● Exercise brief: Render every line of the listing below as a JSON array of strings, one string per line, omitting blank lines. Leave the pictures out of the array.

===== Input records =====

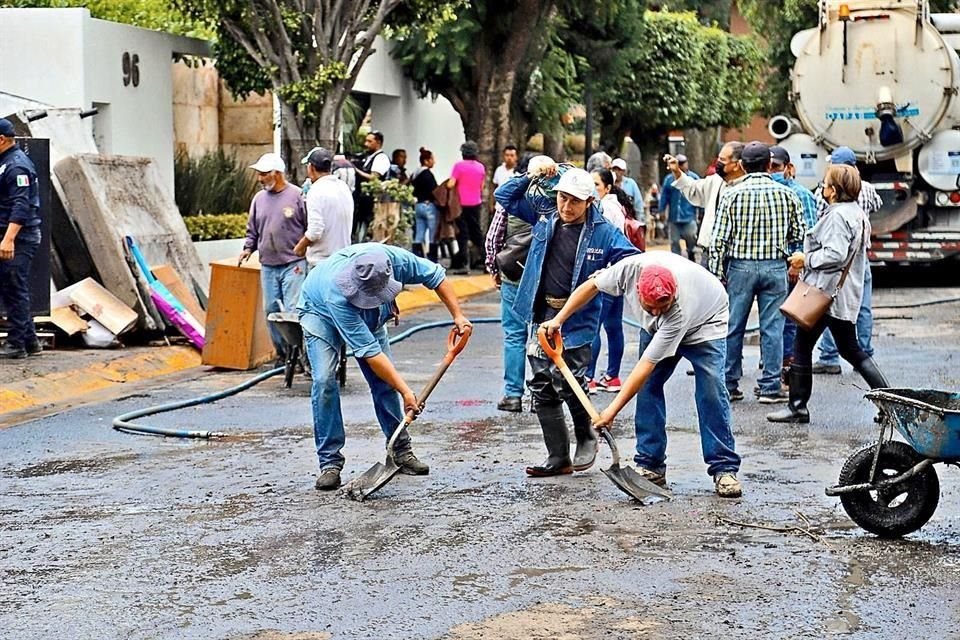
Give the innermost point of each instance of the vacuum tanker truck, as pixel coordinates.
(882, 77)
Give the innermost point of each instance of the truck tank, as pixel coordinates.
(882, 77)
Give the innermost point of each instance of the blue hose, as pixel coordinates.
(123, 422)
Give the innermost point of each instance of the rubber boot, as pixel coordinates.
(871, 374)
(586, 452)
(801, 385)
(557, 440)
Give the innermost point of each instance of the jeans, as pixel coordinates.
(281, 286)
(15, 287)
(828, 346)
(713, 408)
(425, 223)
(765, 281)
(611, 321)
(514, 342)
(328, 434)
(688, 232)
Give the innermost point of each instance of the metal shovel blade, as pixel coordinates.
(372, 479)
(627, 479)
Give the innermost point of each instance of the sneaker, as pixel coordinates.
(657, 478)
(726, 485)
(512, 404)
(828, 369)
(609, 384)
(410, 465)
(328, 480)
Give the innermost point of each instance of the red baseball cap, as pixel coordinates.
(656, 284)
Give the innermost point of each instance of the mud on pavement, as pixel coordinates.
(104, 535)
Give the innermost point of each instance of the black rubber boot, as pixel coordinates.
(801, 385)
(557, 440)
(872, 375)
(586, 452)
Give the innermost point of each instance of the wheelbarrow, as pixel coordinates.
(288, 324)
(625, 478)
(891, 488)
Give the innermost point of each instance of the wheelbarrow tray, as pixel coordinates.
(929, 420)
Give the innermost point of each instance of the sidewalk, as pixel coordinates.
(58, 380)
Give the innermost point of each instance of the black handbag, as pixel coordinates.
(513, 256)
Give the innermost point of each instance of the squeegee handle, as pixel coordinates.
(556, 354)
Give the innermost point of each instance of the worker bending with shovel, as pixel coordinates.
(349, 298)
(683, 310)
(571, 240)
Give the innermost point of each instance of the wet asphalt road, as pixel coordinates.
(105, 535)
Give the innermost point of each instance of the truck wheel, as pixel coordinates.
(900, 509)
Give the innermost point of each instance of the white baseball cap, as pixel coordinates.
(269, 162)
(577, 183)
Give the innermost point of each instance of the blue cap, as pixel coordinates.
(843, 155)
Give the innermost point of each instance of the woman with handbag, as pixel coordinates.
(833, 264)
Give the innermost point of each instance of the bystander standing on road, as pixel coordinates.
(329, 205)
(870, 201)
(837, 243)
(681, 213)
(683, 310)
(19, 241)
(758, 224)
(571, 240)
(426, 214)
(706, 192)
(347, 300)
(276, 225)
(782, 171)
(467, 177)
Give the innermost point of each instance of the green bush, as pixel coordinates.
(212, 183)
(223, 226)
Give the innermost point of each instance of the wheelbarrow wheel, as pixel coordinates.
(897, 510)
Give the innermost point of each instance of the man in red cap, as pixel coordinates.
(684, 310)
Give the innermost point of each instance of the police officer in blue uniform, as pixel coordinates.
(19, 242)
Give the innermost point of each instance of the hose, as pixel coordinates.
(123, 422)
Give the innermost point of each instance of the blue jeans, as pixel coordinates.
(328, 434)
(15, 287)
(829, 354)
(425, 223)
(688, 232)
(713, 408)
(281, 285)
(611, 321)
(514, 342)
(765, 281)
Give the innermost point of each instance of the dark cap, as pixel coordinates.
(320, 158)
(779, 155)
(755, 152)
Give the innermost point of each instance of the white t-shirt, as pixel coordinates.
(613, 211)
(329, 218)
(502, 174)
(700, 313)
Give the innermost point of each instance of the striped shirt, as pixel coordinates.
(756, 220)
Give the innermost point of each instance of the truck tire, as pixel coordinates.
(895, 511)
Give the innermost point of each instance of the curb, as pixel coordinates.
(54, 392)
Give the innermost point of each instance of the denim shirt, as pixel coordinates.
(322, 302)
(601, 245)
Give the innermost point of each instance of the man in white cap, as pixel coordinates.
(277, 223)
(347, 300)
(571, 241)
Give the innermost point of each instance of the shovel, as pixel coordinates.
(626, 479)
(380, 474)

=====

● Exercise answer:
[
  "Give the innermost point of each instance of the vacuum tanker truck, as pixel coordinates.",
  "(882, 77)",
  "Give the innermost point of each instance of the truck tank, as pixel coordinates.",
  "(882, 77)",
  "Give the innermost point of each instance of the blue hose, as pixel coordinates.",
  "(123, 422)",
  "Give the innermost point of each instance of the rubber boot, as pixel coordinates.",
  "(871, 374)",
  "(586, 452)",
  "(801, 385)",
  "(557, 440)",
  "Give the innermost point of each instance of the jeans, as pixel coordinates.",
  "(281, 286)",
  "(15, 287)",
  "(828, 346)",
  "(713, 408)",
  "(425, 223)",
  "(765, 281)",
  "(611, 321)",
  "(514, 342)",
  "(328, 434)",
  "(688, 232)",
  "Give the innermost point of each instance of the metal shovel blade, as pixel coordinates.",
  "(372, 479)",
  "(627, 479)",
  "Give the innermost point of each instance of the sneaker, as pixel coordinates.",
  "(657, 478)",
  "(726, 485)",
  "(512, 404)",
  "(828, 369)",
  "(609, 384)",
  "(410, 465)",
  "(328, 480)",
  "Give the innermost point of each instance of the red baseball cap, as pixel coordinates.",
  "(656, 284)",
  "Give the innermost point of each instance of the mud on pavement, as pixel coordinates.",
  "(104, 535)",
  "Give the innermost point of each instance of the black rubber boot, as pixel coordinates.",
  "(801, 385)",
  "(557, 440)",
  "(872, 375)",
  "(586, 452)",
  "Give the innermost point of each instance of the wheelbarrow, as pixel coordinates.",
  "(288, 324)",
  "(625, 478)",
  "(891, 488)",
  "Give the innermost point of each instance of the wheelbarrow tray, as pixel coordinates.",
  "(929, 420)",
  "Give the innermost point of each instance of the sidewalk, as pixel coordinates.",
  "(58, 380)",
  "Give the innermost point of each instance of the black handbag, as pixel coordinates.",
  "(513, 256)",
  "Give the innermost point of each instance of the squeegee handle, as pixel coordinates.",
  "(556, 354)",
  "Give the innermost point of each instance of the worker bending with shovel, as pixel coordinates.",
  "(349, 298)",
  "(683, 310)",
  "(571, 240)",
  "Give the innermost point of each instance of the wet asphalt road, as pixel coordinates.",
  "(105, 535)",
  "Give the innermost point of each instance of the truck wheel, as pixel coordinates.",
  "(900, 509)",
  "Give the innermost point of each instance of the white baseball cap, as pixel coordinates.",
  "(269, 162)",
  "(577, 183)",
  "Give the innermost point of each instance of the blue cap, as pixel coordinates.",
  "(843, 155)",
  "Give the innermost point of each instance of the woman with handbag, as pixel coordinates.",
  "(833, 264)",
  "Give the innermost point of each instance of the bystander standing on road, as pixel coordinates.",
  "(329, 205)",
  "(870, 201)",
  "(837, 243)",
  "(681, 213)",
  "(683, 310)",
  "(19, 241)",
  "(758, 224)",
  "(571, 240)",
  "(426, 214)",
  "(706, 192)",
  "(347, 300)",
  "(276, 225)",
  "(782, 171)",
  "(467, 177)",
  "Give the innermost point of each instance of the green bush, as pixel coordinates.",
  "(212, 183)",
  "(223, 226)",
  "Give the innermost point of each instance of the wheelbarrow wheel, as pixel coordinates.",
  "(897, 510)",
  "Give the innermost point of each instance of the man in red cap, as pixel coordinates.",
  "(684, 310)",
  "Give the innermost point of each instance of the police officer in blue uniform, as pixel coordinates.",
  "(19, 242)",
  "Give the innermost point of each instance of the hose, as pixel coordinates.",
  "(123, 422)",
  "Give the innermost point of each instance of the blue jeans, as pixel coordinates.",
  "(328, 434)",
  "(15, 287)",
  "(829, 354)",
  "(425, 223)",
  "(688, 232)",
  "(713, 408)",
  "(281, 285)",
  "(611, 321)",
  "(514, 342)",
  "(765, 281)",
  "Give the innermost point of each instance of the dark cap, as pixel coordinates.",
  "(320, 158)",
  "(779, 155)",
  "(755, 152)",
  "Give the innermost point of each instance of the white t-shirt, as pixel coordinates.",
  "(613, 211)",
  "(329, 218)",
  "(502, 174)",
  "(700, 313)",
  "Give the innermost point of each instance of the striped shirt, as pixel coordinates.",
  "(756, 220)",
  "Give the innermost point of each instance of the truck tire, as pixel coordinates.",
  "(895, 511)",
  "Give the innermost point of each instance of the curb, as pixel coordinates.",
  "(54, 392)",
  "Give the innermost point of each instance of the denim shirt, as pixel coordinates.",
  "(322, 302)",
  "(601, 245)",
  "Give the innermost point of each instance of the man in white cap, as pixel coordinates.",
  "(277, 223)",
  "(347, 300)",
  "(571, 241)",
  "Give the innermost point of each instance of the shovel, as pixel coordinates.",
  "(626, 479)",
  "(380, 474)"
]